* _Źródło_:
---+---

Owszem. Zamienił się w projekt coraz bardziej neoliberalny i to po części z winy Londynu. Stał się także projektem coraz bardziej biurokratycznym i niedemokratycznym. O problemach europejskiego projektu mówi Deklaracja Paryska, którą podpisali tak znakomici intelektualiści europejscy jak Roger Scruton czy Remi Brague. Ja mam jednak pewien problem z tym co oni piszą w tej deklaracji, choć w 90 proc. się z nią zgadzam, a mianowicie nie jestem pewien czy odpowiedzią na wszystkie obecne bolączki w Europie jest suwerenne państwo narodowe. Wobec globalnych struktur gospodarczych potrzebny jest jakiś rodzaj międzynarodowej politycznej reprezentacji. Dla katolików powrót do nacjonalizmu nie jest dobrym wyborem. Suwerenne państwo narodowe jest częścią liberalnego, kapitalistycznego i w większości protestanckiego, a raczej reformacyjnego porządku. Na ogół uważamy, że państwo narodowe jest czymś dobrym, a imperium czymś złym, i traktujemy Unię Europejską jako imperium zła, ale to przecież państwa narodowe, nawet jeśli ubrane w szaty imperiów, były historycznie rzecz biorąc instygatorami konfliktów. Unia Europejska to próba przezwyciężenia konfliktów a nie projekt dominacji w pruskim lub napoleońskim stylu, nawet jeśli obecnie tak wygląda.

---+---

* _Wyciąg z danych_:

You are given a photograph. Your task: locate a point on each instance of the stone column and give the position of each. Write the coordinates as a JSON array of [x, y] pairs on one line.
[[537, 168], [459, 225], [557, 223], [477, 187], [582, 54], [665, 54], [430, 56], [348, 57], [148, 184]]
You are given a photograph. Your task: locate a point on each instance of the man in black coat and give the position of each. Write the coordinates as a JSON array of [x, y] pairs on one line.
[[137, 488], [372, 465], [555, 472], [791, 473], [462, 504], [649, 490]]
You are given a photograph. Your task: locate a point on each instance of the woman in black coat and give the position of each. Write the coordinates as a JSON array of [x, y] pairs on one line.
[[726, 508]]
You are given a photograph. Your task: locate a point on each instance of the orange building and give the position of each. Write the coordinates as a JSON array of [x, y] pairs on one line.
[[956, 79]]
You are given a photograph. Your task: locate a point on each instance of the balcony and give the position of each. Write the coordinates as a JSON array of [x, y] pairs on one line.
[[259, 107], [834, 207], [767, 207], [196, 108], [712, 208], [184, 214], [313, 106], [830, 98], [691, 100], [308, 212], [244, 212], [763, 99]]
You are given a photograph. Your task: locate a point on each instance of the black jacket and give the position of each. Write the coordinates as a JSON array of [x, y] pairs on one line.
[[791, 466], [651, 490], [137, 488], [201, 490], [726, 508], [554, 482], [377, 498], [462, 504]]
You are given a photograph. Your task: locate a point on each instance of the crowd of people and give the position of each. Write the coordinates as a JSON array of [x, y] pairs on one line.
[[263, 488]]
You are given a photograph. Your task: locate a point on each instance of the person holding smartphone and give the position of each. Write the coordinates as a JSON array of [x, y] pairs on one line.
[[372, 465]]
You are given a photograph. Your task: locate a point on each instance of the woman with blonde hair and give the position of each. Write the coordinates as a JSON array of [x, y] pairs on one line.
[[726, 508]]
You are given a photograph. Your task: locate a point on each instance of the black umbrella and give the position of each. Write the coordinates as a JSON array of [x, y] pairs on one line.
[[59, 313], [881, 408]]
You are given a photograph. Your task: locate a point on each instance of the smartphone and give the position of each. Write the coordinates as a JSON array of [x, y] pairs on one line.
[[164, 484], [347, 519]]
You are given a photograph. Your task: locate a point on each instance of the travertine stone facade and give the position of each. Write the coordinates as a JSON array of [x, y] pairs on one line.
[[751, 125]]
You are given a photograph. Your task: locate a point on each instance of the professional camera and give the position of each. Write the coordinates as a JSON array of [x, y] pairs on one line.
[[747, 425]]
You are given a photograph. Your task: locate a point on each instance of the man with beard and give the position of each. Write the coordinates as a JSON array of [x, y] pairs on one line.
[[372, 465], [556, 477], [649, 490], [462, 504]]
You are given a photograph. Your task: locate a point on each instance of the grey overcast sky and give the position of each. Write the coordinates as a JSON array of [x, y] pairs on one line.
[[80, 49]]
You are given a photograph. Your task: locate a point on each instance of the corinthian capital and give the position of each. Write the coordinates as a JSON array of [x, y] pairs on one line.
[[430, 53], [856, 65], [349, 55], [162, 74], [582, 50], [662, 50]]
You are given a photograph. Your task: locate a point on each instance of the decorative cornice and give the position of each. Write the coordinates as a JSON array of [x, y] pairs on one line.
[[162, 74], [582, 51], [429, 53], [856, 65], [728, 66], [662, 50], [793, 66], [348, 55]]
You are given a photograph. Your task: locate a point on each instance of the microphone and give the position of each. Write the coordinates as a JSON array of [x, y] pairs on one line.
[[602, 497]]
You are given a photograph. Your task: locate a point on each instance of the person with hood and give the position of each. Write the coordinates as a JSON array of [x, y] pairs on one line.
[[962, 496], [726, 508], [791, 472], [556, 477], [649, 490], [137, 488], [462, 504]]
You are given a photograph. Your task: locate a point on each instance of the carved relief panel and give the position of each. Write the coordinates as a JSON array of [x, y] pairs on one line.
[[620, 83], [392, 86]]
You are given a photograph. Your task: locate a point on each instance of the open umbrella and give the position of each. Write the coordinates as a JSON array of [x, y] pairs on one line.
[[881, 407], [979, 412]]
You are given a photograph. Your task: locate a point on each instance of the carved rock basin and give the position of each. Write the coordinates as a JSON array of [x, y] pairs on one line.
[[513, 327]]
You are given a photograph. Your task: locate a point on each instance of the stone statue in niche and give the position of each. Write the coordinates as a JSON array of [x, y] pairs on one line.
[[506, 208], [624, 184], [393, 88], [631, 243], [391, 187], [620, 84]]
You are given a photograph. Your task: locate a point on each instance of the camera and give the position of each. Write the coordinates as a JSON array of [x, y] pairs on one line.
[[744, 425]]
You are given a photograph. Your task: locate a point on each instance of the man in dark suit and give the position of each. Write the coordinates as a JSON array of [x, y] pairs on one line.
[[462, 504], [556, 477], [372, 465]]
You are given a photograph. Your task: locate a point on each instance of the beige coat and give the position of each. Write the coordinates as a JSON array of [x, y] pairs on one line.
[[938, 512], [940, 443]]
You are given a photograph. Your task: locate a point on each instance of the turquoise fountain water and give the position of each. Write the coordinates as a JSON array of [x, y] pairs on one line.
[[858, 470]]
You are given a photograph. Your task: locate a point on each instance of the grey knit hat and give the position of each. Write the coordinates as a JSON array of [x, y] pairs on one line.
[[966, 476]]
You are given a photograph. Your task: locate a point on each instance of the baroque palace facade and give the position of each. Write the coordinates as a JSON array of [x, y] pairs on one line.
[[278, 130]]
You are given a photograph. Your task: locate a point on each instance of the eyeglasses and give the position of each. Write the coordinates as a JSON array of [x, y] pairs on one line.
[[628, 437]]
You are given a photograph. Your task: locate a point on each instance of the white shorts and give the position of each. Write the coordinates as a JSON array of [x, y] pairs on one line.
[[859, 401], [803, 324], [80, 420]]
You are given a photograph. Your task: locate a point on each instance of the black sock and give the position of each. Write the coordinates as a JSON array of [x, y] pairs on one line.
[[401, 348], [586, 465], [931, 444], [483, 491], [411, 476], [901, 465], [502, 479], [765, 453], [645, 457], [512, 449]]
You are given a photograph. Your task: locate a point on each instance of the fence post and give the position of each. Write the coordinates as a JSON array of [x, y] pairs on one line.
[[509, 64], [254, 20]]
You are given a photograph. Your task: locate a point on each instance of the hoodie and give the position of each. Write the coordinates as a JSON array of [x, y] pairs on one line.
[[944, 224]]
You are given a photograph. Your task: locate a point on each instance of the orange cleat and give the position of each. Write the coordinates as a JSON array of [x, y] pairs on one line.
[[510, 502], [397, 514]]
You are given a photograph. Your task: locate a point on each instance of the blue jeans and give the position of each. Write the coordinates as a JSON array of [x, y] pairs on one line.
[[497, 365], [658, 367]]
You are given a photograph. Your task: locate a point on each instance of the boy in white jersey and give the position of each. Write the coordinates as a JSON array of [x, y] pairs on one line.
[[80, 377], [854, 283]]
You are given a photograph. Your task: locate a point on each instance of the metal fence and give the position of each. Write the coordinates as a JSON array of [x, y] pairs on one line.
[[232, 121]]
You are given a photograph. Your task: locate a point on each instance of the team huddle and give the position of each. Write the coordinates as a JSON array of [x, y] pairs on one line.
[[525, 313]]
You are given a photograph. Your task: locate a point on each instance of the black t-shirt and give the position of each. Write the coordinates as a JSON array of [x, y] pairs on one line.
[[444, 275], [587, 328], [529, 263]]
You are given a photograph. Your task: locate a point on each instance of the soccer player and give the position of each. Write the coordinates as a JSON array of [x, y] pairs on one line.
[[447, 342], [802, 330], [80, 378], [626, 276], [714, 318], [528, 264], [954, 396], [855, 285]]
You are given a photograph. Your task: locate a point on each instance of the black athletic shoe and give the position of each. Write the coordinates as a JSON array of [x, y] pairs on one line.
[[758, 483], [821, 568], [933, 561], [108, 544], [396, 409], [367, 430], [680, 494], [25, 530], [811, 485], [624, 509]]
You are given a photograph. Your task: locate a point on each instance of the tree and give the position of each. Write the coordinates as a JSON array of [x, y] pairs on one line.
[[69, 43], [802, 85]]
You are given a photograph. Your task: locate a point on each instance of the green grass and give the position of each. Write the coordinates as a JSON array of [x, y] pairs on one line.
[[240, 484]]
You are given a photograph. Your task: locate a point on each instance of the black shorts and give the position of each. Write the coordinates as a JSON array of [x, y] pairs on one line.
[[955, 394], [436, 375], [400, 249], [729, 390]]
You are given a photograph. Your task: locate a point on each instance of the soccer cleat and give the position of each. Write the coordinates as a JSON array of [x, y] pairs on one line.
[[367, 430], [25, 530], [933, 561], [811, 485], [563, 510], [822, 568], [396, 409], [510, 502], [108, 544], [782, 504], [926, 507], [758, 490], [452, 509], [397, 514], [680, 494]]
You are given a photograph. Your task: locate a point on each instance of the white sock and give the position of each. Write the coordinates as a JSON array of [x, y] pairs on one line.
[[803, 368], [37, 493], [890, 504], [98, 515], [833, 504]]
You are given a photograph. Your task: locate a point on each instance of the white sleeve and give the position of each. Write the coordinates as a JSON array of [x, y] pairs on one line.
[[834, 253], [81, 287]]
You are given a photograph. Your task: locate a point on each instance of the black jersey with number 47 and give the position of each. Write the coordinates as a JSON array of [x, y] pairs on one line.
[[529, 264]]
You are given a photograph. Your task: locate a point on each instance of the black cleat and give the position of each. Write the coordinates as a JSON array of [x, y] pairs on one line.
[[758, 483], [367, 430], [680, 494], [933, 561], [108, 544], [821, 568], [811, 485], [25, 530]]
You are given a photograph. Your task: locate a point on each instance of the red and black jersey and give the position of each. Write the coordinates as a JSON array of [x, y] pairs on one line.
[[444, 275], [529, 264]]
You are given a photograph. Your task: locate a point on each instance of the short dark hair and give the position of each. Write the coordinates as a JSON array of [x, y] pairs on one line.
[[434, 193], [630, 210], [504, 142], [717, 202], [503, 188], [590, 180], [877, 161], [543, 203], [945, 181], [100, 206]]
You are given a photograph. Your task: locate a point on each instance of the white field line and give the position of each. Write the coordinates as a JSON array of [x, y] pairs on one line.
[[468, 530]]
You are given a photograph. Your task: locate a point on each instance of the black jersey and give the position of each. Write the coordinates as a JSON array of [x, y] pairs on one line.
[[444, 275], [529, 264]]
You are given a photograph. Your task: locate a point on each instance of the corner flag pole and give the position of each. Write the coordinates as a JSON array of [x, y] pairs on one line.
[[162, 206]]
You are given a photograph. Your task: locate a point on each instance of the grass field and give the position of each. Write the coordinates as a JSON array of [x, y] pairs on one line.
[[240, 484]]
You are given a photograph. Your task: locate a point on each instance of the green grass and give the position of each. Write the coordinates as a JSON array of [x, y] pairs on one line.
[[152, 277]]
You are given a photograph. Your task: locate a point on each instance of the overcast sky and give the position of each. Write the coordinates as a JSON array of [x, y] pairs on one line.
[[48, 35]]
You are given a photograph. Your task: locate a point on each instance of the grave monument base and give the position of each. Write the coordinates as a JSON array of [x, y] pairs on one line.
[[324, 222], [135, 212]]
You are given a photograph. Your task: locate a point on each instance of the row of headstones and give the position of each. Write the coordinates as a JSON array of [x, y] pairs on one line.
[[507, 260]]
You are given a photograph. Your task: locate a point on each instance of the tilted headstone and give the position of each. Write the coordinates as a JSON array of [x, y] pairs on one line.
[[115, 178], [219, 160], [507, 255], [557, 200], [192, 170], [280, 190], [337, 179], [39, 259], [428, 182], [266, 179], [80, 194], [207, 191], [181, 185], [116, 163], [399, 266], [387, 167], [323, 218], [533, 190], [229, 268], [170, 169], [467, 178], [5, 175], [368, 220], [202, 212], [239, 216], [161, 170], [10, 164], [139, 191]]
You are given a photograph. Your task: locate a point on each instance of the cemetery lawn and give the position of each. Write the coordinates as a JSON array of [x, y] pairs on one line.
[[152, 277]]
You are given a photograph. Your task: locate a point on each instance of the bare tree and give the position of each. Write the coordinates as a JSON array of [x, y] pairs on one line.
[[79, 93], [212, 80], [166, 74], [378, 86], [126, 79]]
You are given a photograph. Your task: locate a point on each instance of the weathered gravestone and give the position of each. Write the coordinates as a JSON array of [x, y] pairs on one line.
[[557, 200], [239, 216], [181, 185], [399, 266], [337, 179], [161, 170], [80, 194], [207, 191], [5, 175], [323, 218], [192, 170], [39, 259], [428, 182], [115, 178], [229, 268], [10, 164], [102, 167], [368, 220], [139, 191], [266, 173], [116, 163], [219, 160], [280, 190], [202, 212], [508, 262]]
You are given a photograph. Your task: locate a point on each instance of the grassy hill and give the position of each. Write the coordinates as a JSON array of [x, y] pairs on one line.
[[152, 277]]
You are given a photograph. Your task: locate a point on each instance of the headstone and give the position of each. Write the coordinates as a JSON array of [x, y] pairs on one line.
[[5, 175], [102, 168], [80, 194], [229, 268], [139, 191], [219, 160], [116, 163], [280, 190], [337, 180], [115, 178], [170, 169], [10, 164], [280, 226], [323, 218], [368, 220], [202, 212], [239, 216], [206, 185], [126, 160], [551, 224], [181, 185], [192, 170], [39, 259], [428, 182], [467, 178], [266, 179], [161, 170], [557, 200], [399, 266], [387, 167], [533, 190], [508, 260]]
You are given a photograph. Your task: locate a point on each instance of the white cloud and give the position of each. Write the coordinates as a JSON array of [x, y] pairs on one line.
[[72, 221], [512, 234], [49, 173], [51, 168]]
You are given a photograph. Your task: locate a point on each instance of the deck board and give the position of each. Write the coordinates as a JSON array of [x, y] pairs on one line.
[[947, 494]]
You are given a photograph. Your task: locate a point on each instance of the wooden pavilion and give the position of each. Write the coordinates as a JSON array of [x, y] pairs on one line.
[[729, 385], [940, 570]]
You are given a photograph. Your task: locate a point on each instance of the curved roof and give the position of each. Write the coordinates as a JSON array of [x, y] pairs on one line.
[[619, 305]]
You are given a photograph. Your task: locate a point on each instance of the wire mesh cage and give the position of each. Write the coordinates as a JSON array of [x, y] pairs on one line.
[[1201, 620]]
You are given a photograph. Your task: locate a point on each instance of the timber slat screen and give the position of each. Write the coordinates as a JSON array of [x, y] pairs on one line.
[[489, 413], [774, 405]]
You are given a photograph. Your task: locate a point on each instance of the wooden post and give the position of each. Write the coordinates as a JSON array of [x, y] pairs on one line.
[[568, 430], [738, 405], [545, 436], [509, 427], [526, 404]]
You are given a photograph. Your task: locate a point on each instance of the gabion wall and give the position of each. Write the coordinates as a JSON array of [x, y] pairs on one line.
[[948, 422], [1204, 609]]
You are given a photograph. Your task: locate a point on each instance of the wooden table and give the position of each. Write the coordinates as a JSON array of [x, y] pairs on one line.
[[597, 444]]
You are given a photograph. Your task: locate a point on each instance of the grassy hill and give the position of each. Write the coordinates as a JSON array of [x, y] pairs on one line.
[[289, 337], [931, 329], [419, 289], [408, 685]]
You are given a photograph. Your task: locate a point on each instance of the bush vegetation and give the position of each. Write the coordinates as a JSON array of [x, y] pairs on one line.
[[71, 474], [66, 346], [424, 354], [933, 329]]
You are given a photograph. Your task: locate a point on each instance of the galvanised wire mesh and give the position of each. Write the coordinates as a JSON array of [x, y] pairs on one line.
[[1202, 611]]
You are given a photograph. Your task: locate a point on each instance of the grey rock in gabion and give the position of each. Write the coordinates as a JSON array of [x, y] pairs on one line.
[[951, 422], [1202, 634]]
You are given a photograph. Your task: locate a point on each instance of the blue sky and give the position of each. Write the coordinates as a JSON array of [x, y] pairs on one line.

---+---

* _Cel zadania 1_: Przełóż na angielski to zdanie ze źródła: „Wobec globalnych struktur gospodarczych potrzebny jest jakiś rodzaj międzynarodowej politycznej reprezentacji.”
* _Cel zadania 2_:
Sprawdź, czy każde z tych stwierdzeń zgadza się ze źródłem. Przy każdym odpowiedz „tak” lub „nie” i przytocz rozstrzygające słowa źródła.
(a) W źródle wyrażona jest zgoda z Deklaracją Paryską w 90 proc.
(b) Według źródła suwerenne państwo narodowe jest częścią porządku katolickiego.
(c) Według źródła Unia Europejska to projekt dominacji w napoleońskim stylu.

* _Wynik końcowy 1_: In the face of global economic structures, some kind of international political representation is needed.

* _Wynik końcowy 2_:
(a) Tak: „choć w 90 proc. się z nią zgadzam”
(b) Nie: „Suwerenne państwo narodowe jest częścią liberalnego, kapitalistycznego i w większości protestanckiego, a raczej reformacyjnego porządku.”
(c) Nie: „Unia Europejska to próba przezwyciężenia konfliktów a nie projekt dominacji w pruskim lub napoleońskim stylu”